Given instruction ▸ Reproduce every one of the rows below word for word, with nothing changed, added, or left out.
#### Input rows ####
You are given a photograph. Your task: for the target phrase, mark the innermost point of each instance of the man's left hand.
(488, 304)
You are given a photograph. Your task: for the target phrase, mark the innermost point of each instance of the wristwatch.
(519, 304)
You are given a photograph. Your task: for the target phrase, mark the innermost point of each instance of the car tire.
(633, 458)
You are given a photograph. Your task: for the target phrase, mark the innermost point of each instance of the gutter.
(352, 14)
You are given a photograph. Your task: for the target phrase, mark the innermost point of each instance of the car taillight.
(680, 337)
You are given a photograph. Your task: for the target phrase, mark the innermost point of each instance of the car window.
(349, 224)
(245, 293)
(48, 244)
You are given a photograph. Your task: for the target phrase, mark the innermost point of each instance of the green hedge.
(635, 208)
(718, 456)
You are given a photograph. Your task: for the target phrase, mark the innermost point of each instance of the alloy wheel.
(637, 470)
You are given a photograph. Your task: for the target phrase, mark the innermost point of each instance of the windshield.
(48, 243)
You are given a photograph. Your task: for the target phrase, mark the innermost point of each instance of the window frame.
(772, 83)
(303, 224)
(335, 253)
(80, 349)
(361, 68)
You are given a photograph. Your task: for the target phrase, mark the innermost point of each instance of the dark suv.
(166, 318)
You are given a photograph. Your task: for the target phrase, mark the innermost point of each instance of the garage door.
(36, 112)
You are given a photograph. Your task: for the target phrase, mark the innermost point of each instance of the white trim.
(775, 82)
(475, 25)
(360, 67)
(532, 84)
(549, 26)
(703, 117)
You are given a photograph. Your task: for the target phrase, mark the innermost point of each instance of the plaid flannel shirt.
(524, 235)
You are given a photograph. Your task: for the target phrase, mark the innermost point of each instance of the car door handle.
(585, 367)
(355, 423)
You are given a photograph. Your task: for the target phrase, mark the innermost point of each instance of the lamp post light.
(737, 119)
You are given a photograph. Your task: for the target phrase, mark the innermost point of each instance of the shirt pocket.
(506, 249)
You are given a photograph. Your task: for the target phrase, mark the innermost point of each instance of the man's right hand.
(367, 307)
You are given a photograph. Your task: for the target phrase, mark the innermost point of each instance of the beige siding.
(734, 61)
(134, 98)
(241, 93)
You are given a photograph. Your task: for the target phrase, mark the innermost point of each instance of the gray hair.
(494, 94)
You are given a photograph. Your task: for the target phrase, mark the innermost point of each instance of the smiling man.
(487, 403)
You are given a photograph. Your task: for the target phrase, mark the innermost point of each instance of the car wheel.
####
Written response ▸
You are given a photograph. Your task: for the target phrase, mark the innermost point of each instance of the man's left hand.
(488, 304)
You are given a photograph. Your task: for the target phrase, mark the innermost point of each instance of the wristwatch.
(519, 304)
You are given a photograph. Your task: for the target phrase, mark the innermost point of each instance of the car tire.
(633, 458)
You are given a photograph. Your task: for the target phrase, mark the innermost point of each instance of the gutter.
(352, 14)
You are given a photograph. Your task: for the target phrase, mark the innermost point of each instance of the car taillight.
(680, 337)
You are given a photograph. Your task: for the target phrase, mark the innermost point of each instance of the car window.
(349, 224)
(245, 293)
(48, 244)
You are given a photograph. Your task: for the target phrase, mark the innermost point of each instance of the green hedge.
(635, 208)
(718, 456)
You are given a photograph. Your task: for the target phrase, mark the innermost point of each instance of the alloy wheel.
(637, 470)
You are given a photograph. Your task: for the target phrase, mark the innermost point of each instance of the windshield.
(48, 243)
You are given a photograph. Your task: for the target phrase, mark the innermost point of each instance of the window frame.
(772, 83)
(303, 224)
(335, 253)
(80, 349)
(361, 68)
You are given a photograph. Your task: for the target phrase, mark the innermost point of each instance of the dark suv.
(166, 318)
You are given a photograph. Your task: for the target phrase, mark the innermost point of each instance of the garage door.
(36, 112)
You are given a photograph. Your task: for the target phrase, mark the innermost point of each instance of the white trim.
(775, 82)
(475, 25)
(360, 67)
(532, 84)
(549, 26)
(703, 117)
You are given a photograph. Your task: for the target phrase, mark the innermost point of each instance of the plaid flannel shirt.
(524, 235)
You are given a photograph. Your task: for the target phrase, mark the innermost point of each instance of the car door handle.
(585, 367)
(355, 423)
You are given a photograph. Your task: for the target phrase, mark the innermost point of each instance of the lamp post light.
(737, 119)
You are given a photograph. Your task: for the target phrase, mark the innermost point of each instance of the shirt pocket.
(506, 249)
You are given a photograph. Your task: for the target phrase, mark the innermost point of each instance of the man's right hand.
(367, 307)
You are given a photograph. Your task: for the target phrase, mark the innermost point of each instance of the beige siding.
(734, 61)
(134, 98)
(241, 93)
You are given a photograph. Your task: for the target phrase, mark the innermost point of each instance of the gray hair.
(494, 94)
You are given a photograph. Your task: for the target phrase, mark the innermost point of each instance of the smiling man.
(487, 403)
You are given a photograph. Your task: for the target phrase, mark the innermost point of each instance of the car wheel.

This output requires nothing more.